— START OF Available records —

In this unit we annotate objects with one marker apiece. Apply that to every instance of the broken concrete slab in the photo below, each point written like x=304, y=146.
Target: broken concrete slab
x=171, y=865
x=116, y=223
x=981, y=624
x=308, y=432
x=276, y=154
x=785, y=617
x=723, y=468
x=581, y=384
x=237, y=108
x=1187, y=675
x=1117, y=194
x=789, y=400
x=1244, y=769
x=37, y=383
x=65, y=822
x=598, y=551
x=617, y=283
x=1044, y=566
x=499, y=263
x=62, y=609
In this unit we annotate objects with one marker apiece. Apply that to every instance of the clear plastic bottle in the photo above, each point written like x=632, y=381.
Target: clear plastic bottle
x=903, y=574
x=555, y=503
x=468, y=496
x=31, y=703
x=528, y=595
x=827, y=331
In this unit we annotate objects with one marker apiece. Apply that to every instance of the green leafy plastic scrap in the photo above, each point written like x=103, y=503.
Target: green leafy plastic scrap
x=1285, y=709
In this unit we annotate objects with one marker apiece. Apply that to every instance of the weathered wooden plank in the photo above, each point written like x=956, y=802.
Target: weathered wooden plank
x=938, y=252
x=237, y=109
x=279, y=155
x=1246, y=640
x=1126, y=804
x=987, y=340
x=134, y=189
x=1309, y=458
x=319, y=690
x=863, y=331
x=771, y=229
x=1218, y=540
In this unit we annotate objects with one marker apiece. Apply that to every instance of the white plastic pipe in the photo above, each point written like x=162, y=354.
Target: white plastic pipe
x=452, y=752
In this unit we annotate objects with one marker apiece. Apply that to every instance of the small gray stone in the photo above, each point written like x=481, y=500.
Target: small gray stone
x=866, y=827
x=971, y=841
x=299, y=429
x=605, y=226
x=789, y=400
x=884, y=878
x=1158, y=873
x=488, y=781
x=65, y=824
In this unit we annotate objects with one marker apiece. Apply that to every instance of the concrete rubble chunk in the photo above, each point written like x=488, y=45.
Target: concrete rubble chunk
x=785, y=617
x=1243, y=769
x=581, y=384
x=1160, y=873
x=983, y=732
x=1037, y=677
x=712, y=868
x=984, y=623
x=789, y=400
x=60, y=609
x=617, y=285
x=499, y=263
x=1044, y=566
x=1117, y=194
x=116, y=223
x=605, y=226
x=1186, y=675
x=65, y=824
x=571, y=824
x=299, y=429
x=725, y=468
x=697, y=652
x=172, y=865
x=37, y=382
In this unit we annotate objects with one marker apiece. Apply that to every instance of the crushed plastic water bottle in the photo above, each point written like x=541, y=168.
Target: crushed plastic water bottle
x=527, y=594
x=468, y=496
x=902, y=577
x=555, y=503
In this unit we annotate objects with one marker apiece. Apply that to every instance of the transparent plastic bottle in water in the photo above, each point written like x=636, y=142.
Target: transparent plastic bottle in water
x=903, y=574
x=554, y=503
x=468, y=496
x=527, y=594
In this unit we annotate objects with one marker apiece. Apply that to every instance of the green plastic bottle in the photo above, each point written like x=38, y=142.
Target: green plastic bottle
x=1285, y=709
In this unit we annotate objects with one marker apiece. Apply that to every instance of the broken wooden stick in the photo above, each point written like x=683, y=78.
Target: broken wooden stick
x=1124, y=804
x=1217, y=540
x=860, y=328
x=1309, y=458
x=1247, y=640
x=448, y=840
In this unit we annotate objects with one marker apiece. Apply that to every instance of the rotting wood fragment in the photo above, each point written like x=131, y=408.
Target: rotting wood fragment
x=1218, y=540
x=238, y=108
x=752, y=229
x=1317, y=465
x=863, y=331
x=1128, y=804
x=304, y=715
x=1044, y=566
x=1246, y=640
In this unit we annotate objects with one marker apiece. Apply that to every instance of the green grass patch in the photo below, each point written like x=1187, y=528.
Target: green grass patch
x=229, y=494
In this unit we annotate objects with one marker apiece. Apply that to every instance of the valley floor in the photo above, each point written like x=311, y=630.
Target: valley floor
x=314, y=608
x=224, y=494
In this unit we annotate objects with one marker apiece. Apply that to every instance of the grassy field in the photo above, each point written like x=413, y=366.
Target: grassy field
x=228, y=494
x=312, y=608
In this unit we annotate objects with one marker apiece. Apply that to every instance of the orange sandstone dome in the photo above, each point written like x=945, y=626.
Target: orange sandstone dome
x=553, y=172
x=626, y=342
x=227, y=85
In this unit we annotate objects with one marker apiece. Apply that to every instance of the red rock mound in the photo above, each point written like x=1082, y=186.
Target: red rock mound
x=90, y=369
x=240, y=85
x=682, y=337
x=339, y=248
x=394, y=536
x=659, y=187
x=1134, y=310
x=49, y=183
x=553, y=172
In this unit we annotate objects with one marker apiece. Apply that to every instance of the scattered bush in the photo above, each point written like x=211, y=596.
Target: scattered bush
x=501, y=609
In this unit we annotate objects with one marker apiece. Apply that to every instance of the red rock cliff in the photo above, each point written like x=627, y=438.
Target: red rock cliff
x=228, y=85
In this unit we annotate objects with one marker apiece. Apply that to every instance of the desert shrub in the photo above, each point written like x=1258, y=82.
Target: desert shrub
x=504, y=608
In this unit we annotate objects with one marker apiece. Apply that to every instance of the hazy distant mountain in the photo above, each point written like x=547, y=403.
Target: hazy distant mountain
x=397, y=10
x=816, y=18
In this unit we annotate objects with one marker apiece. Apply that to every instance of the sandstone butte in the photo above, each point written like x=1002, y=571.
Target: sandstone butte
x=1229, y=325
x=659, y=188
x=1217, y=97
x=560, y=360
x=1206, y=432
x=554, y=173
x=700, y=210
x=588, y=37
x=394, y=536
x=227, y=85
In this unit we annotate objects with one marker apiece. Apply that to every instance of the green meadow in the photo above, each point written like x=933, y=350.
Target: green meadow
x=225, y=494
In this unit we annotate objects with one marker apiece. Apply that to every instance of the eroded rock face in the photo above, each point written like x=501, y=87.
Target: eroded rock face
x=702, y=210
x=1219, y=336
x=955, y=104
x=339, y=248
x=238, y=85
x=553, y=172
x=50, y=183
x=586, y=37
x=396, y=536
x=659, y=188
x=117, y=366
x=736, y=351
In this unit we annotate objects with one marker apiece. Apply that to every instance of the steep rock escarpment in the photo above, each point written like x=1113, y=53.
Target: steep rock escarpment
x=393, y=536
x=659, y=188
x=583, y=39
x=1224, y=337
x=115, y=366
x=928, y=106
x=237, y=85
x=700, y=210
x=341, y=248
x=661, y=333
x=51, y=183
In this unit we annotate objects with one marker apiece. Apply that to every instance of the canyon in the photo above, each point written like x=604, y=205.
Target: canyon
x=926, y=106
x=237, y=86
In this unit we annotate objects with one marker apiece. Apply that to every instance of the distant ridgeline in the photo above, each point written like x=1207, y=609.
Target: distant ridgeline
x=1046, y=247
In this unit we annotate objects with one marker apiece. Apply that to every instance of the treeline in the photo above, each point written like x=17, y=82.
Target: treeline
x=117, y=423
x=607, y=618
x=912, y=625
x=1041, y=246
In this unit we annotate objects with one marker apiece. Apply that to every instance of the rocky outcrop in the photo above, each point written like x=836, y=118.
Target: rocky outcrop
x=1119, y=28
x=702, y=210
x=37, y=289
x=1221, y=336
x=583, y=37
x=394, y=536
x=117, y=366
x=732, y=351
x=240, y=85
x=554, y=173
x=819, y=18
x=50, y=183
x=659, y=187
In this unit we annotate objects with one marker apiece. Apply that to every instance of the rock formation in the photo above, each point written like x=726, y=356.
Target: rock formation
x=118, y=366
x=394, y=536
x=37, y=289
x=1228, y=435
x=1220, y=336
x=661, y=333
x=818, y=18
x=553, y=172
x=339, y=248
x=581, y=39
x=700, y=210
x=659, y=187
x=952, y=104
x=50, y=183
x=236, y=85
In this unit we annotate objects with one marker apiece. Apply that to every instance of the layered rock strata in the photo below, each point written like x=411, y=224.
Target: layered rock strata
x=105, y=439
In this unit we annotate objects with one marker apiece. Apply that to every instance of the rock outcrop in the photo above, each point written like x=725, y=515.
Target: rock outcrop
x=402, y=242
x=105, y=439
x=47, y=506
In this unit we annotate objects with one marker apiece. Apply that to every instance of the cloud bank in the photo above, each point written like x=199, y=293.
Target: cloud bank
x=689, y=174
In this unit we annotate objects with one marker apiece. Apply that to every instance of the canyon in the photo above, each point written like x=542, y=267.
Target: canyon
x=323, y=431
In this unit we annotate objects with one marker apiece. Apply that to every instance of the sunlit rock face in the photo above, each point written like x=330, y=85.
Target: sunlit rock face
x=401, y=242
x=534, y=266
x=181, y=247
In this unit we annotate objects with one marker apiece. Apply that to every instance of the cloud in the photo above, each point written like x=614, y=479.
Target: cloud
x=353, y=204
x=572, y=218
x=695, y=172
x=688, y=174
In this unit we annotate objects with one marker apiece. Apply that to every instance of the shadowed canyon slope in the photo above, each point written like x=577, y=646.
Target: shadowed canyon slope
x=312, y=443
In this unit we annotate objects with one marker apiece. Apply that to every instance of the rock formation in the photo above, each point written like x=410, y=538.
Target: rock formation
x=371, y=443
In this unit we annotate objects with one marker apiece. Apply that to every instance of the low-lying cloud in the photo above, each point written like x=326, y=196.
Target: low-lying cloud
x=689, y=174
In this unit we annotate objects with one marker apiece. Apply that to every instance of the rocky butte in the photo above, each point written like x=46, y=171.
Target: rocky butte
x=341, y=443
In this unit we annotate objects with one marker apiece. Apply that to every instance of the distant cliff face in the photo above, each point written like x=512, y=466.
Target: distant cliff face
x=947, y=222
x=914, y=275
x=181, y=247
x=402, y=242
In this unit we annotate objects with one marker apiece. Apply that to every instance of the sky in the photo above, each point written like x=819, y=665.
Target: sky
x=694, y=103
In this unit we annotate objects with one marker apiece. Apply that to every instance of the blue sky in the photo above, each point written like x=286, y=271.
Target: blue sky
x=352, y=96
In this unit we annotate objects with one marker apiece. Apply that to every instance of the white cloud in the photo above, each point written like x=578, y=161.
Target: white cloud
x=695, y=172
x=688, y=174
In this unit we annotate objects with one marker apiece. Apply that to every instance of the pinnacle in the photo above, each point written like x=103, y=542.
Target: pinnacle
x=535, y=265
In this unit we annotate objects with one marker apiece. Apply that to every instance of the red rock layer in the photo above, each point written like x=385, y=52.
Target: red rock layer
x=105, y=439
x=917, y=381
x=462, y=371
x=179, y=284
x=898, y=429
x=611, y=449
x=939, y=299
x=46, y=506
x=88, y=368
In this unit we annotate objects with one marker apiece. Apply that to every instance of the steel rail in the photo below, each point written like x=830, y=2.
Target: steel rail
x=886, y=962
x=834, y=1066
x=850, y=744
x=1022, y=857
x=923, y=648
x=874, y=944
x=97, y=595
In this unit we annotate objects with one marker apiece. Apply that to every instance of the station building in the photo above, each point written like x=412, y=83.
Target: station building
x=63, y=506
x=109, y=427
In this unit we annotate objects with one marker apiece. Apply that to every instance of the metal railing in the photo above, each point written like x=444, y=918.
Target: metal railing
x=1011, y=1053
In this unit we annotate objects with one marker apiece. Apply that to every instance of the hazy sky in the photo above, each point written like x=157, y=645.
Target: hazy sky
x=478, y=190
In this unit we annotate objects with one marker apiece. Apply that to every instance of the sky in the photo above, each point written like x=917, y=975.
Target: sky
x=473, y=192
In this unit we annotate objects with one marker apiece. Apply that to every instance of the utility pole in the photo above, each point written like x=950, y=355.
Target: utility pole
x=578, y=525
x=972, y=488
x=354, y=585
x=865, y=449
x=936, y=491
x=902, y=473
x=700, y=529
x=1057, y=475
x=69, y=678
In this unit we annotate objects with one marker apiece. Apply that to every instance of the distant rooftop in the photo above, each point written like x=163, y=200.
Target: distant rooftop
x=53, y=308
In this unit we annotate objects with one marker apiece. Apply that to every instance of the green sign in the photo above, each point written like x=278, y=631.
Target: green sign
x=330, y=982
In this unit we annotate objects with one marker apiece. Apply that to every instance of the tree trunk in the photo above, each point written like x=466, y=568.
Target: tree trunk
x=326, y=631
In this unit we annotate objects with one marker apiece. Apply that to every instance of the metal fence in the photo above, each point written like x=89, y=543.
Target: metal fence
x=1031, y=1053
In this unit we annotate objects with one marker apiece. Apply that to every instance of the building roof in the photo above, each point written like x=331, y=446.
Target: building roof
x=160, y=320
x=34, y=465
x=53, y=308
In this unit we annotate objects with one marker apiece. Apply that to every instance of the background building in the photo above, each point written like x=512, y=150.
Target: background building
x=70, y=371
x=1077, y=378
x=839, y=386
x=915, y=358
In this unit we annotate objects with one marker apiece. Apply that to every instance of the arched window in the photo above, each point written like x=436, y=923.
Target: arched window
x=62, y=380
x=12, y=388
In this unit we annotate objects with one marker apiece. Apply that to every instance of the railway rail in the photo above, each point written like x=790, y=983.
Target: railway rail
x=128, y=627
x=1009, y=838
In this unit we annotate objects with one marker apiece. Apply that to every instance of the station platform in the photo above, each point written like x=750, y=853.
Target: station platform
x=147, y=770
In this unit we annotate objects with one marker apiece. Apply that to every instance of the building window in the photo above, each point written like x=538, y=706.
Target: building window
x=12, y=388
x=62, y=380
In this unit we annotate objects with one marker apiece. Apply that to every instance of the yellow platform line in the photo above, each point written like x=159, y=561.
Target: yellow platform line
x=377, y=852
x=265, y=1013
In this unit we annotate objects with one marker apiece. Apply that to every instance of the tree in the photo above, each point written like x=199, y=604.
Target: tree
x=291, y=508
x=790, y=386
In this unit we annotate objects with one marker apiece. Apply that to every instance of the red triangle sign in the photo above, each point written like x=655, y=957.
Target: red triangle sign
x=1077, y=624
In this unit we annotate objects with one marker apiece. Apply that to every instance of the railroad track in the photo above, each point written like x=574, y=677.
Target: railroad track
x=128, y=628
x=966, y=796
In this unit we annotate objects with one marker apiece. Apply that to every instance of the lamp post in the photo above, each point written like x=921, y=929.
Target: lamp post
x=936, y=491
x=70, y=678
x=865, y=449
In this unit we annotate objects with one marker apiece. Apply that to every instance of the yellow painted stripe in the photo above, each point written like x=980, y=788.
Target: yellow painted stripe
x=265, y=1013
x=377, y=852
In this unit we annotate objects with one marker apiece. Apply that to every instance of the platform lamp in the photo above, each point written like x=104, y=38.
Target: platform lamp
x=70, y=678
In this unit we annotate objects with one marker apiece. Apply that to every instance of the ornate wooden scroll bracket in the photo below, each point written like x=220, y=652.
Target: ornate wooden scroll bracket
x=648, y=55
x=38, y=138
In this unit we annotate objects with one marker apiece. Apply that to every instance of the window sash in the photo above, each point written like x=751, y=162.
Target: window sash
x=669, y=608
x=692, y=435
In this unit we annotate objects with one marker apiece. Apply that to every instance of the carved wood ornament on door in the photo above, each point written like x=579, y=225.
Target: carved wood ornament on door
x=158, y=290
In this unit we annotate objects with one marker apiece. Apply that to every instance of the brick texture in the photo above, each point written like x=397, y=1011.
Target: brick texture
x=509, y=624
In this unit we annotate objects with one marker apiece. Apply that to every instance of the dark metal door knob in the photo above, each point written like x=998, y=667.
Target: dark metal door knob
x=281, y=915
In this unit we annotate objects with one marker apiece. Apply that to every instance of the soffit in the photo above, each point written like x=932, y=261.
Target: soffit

— END OF Available records —

=== Requirements ===
Transcribe the lines above word for word, from the first line down to and including the line that contains "x=827, y=331".

=== Answer to this exercise ===
In this unit we annotate objects with one marker apiece. Apply that to every instance of the broken concrete slab in the photo below, each point written like x=304, y=146.
Target: broken concrete slab
x=171, y=865
x=116, y=223
x=981, y=624
x=308, y=432
x=276, y=154
x=785, y=617
x=723, y=468
x=581, y=384
x=237, y=108
x=1187, y=675
x=1117, y=194
x=789, y=400
x=1244, y=769
x=37, y=383
x=65, y=822
x=598, y=551
x=617, y=283
x=1044, y=566
x=499, y=263
x=62, y=609
In this unit we annotate objects with one marker apiece. Apply that to every instance of the clear plastic bottle in the photo above, each point written like x=632, y=381.
Target: clear plastic bottle
x=903, y=574
x=555, y=503
x=468, y=496
x=31, y=703
x=528, y=595
x=827, y=331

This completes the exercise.